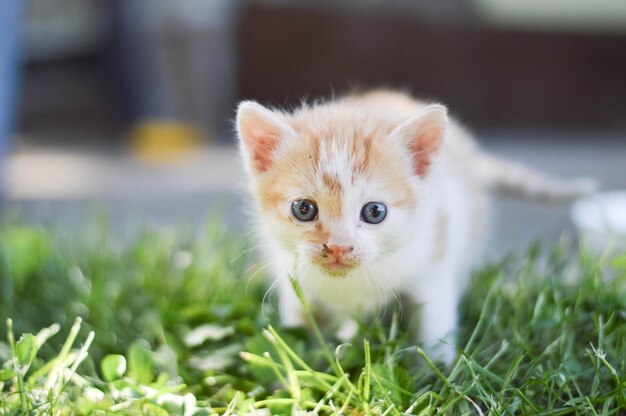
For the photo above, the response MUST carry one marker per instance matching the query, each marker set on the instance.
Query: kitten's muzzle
(338, 252)
(335, 258)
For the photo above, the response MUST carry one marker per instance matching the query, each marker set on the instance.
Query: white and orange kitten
(370, 195)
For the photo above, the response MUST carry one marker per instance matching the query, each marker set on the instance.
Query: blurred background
(127, 105)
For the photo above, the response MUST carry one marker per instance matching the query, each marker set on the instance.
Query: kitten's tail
(514, 178)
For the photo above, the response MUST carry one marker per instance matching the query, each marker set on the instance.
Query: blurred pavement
(68, 188)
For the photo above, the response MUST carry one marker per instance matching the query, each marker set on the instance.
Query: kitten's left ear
(422, 135)
(260, 131)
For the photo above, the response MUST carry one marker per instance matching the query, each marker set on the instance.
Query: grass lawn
(173, 324)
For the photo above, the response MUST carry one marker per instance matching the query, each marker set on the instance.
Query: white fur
(425, 251)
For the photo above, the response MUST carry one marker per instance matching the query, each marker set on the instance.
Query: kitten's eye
(304, 209)
(374, 212)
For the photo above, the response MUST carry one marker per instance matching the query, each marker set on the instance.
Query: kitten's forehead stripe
(332, 183)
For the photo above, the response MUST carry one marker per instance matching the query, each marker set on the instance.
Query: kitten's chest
(356, 294)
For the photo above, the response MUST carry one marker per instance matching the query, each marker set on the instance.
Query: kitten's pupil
(374, 212)
(304, 209)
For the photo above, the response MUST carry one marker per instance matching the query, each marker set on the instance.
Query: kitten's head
(336, 188)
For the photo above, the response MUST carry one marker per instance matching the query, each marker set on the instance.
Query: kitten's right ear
(260, 131)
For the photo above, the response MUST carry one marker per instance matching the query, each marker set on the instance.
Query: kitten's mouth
(337, 268)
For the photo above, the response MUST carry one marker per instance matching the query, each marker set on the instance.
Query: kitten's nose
(337, 251)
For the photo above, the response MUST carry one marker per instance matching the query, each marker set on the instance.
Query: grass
(172, 324)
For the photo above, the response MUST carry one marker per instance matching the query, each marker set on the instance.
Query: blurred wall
(491, 76)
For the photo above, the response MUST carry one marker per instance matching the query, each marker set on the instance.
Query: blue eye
(304, 209)
(374, 212)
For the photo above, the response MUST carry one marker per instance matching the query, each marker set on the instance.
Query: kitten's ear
(260, 131)
(422, 135)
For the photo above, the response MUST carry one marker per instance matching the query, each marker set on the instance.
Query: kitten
(370, 195)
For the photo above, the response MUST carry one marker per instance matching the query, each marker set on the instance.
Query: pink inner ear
(423, 146)
(261, 137)
(424, 139)
(262, 148)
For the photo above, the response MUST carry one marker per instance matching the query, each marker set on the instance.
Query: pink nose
(337, 251)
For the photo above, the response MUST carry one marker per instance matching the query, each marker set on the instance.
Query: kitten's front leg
(438, 297)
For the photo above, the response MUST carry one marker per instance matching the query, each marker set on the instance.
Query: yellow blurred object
(158, 141)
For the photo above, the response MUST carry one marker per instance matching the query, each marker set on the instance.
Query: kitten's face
(338, 194)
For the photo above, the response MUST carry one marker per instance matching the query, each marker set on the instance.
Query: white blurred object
(601, 222)
(63, 28)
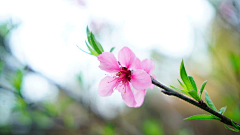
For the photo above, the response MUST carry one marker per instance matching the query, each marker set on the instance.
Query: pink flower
(125, 73)
(148, 66)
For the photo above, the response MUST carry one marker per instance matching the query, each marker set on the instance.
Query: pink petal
(152, 85)
(137, 64)
(139, 97)
(108, 62)
(148, 65)
(140, 79)
(128, 96)
(126, 57)
(106, 86)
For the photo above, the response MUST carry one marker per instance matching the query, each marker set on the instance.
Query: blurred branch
(200, 104)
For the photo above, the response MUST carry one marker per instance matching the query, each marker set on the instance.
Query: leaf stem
(200, 104)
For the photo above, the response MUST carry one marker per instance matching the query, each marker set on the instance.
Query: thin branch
(200, 104)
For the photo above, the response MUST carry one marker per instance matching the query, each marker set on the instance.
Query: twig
(200, 104)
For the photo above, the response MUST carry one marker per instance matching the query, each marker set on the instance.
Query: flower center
(124, 75)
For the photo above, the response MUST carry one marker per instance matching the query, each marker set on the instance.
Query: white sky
(51, 29)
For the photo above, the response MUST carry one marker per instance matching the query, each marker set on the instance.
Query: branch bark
(200, 104)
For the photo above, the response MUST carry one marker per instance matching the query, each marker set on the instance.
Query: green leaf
(194, 95)
(182, 91)
(235, 130)
(94, 43)
(152, 127)
(92, 52)
(234, 125)
(184, 87)
(193, 83)
(202, 117)
(111, 50)
(209, 101)
(184, 77)
(202, 88)
(222, 110)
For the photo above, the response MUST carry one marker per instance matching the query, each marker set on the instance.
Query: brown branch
(200, 104)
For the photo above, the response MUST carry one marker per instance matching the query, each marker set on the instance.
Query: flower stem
(200, 104)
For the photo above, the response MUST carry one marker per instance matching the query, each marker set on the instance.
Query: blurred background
(49, 86)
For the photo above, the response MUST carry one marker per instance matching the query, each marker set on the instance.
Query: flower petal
(137, 64)
(152, 85)
(139, 97)
(148, 65)
(126, 57)
(106, 86)
(140, 79)
(108, 62)
(128, 96)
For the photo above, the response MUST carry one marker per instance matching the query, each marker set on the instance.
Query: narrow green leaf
(194, 95)
(202, 88)
(202, 117)
(111, 50)
(209, 101)
(93, 42)
(235, 130)
(93, 52)
(184, 77)
(193, 83)
(184, 87)
(222, 110)
(83, 50)
(234, 125)
(182, 91)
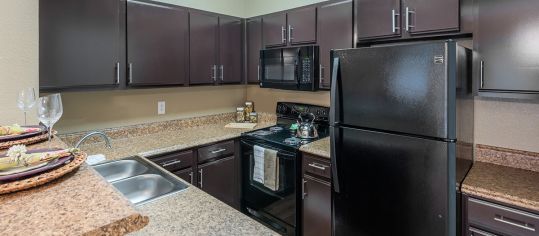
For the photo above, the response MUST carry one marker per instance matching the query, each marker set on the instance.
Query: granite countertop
(504, 184)
(319, 148)
(80, 203)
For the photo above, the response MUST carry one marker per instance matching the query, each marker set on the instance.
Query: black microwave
(295, 68)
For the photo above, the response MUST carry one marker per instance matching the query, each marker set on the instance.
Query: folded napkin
(16, 130)
(17, 157)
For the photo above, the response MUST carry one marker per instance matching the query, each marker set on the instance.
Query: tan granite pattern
(194, 212)
(507, 157)
(80, 203)
(319, 148)
(504, 184)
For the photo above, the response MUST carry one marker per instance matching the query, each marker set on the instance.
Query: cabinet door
(274, 28)
(218, 179)
(335, 31)
(230, 50)
(378, 19)
(507, 45)
(431, 16)
(316, 207)
(157, 44)
(254, 45)
(203, 48)
(80, 43)
(302, 26)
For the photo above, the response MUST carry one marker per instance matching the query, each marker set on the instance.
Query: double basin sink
(138, 180)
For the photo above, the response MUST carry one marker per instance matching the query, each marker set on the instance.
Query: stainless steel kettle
(306, 127)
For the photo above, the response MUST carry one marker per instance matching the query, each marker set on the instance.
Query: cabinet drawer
(502, 219)
(317, 166)
(215, 151)
(175, 161)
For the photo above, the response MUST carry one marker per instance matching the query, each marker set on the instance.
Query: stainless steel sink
(117, 170)
(139, 180)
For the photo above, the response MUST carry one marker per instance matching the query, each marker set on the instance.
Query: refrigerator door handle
(334, 139)
(335, 97)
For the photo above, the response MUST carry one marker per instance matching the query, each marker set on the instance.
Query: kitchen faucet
(107, 140)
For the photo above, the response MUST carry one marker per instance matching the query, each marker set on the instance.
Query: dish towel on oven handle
(258, 169)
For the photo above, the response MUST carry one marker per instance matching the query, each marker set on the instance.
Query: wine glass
(49, 111)
(26, 100)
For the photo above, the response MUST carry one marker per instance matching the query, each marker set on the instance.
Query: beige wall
(18, 55)
(96, 110)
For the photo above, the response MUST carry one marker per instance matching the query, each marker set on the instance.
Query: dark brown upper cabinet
(377, 19)
(230, 50)
(274, 30)
(433, 16)
(203, 35)
(302, 26)
(254, 45)
(506, 48)
(157, 45)
(335, 31)
(81, 44)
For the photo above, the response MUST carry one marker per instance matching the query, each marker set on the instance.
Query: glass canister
(240, 114)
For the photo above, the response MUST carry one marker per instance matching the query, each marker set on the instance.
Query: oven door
(280, 68)
(276, 209)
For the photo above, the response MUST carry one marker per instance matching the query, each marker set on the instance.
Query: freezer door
(403, 88)
(393, 185)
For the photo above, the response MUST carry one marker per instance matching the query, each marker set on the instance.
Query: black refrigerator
(401, 138)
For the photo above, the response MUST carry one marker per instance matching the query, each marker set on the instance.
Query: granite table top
(80, 203)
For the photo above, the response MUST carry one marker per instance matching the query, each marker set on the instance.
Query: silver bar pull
(482, 74)
(201, 172)
(283, 34)
(222, 72)
(408, 13)
(174, 162)
(290, 28)
(130, 73)
(117, 73)
(394, 16)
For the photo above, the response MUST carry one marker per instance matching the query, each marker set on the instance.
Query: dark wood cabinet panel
(378, 19)
(80, 43)
(506, 46)
(157, 45)
(274, 30)
(335, 31)
(431, 16)
(218, 179)
(316, 207)
(203, 32)
(230, 50)
(254, 45)
(302, 25)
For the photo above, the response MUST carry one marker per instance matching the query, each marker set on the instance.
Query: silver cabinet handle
(130, 73)
(303, 193)
(283, 32)
(201, 172)
(482, 74)
(117, 73)
(408, 13)
(222, 72)
(394, 16)
(218, 151)
(318, 166)
(173, 162)
(290, 28)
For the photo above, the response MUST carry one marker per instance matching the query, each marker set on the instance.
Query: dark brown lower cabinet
(217, 179)
(316, 206)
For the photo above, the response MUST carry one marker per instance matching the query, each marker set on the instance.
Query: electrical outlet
(161, 108)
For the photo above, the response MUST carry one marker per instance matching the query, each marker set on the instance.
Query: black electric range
(277, 209)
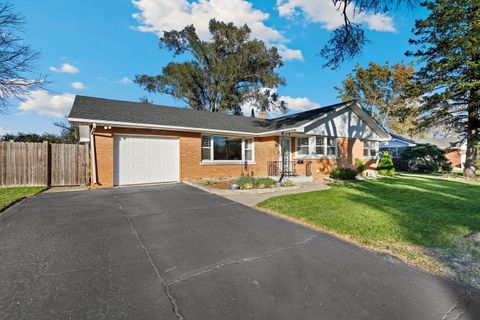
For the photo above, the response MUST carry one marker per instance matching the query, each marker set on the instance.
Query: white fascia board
(172, 128)
(303, 126)
(359, 112)
(357, 108)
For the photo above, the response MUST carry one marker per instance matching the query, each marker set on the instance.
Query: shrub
(264, 182)
(243, 180)
(447, 167)
(426, 158)
(385, 165)
(247, 186)
(359, 165)
(343, 174)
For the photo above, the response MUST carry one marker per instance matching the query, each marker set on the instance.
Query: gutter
(94, 158)
(174, 128)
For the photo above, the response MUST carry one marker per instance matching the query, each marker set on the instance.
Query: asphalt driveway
(176, 252)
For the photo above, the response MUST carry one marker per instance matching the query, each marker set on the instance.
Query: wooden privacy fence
(43, 164)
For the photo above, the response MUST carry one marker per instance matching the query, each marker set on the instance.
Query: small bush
(447, 167)
(247, 186)
(426, 158)
(343, 174)
(359, 165)
(385, 165)
(243, 180)
(264, 182)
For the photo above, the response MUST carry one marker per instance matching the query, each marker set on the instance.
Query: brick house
(133, 143)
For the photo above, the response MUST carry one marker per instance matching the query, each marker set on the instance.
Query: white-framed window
(370, 149)
(302, 146)
(248, 148)
(206, 148)
(331, 145)
(227, 149)
(317, 146)
(320, 146)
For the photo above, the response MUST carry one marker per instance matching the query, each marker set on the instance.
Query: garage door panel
(146, 159)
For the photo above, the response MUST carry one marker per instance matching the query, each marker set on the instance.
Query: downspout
(94, 158)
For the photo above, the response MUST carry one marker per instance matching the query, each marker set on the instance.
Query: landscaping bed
(9, 196)
(244, 183)
(420, 219)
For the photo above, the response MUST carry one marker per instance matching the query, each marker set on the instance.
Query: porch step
(296, 179)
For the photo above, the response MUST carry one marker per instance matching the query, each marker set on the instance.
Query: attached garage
(145, 159)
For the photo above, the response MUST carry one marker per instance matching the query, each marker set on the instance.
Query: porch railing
(291, 168)
(275, 168)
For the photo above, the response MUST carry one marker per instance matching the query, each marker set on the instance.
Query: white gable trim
(382, 135)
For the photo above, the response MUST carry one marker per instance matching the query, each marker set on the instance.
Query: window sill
(316, 158)
(226, 162)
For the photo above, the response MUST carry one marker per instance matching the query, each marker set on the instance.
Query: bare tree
(17, 60)
(348, 40)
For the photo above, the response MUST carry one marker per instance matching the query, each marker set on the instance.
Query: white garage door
(145, 159)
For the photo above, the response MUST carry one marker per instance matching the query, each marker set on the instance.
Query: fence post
(49, 162)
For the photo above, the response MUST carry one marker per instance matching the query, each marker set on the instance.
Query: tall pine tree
(448, 52)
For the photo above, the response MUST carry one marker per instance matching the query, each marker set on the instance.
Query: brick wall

TASK TO COMPLETE » Please write out only the lines from the one containing "Query: fence post" to the end of the records above, exactly, both ends included.

RESULT OF THIS EXERCISE »
Query: fence post
(49, 162)
For the photo above, the response MUST carry one marker per instance matching the query, each marker set on the instance.
Query: tall pine tree
(448, 52)
For the photo above, the response MUST carry one marker per instance matching the query, each marker set on the instance.
Query: brick wall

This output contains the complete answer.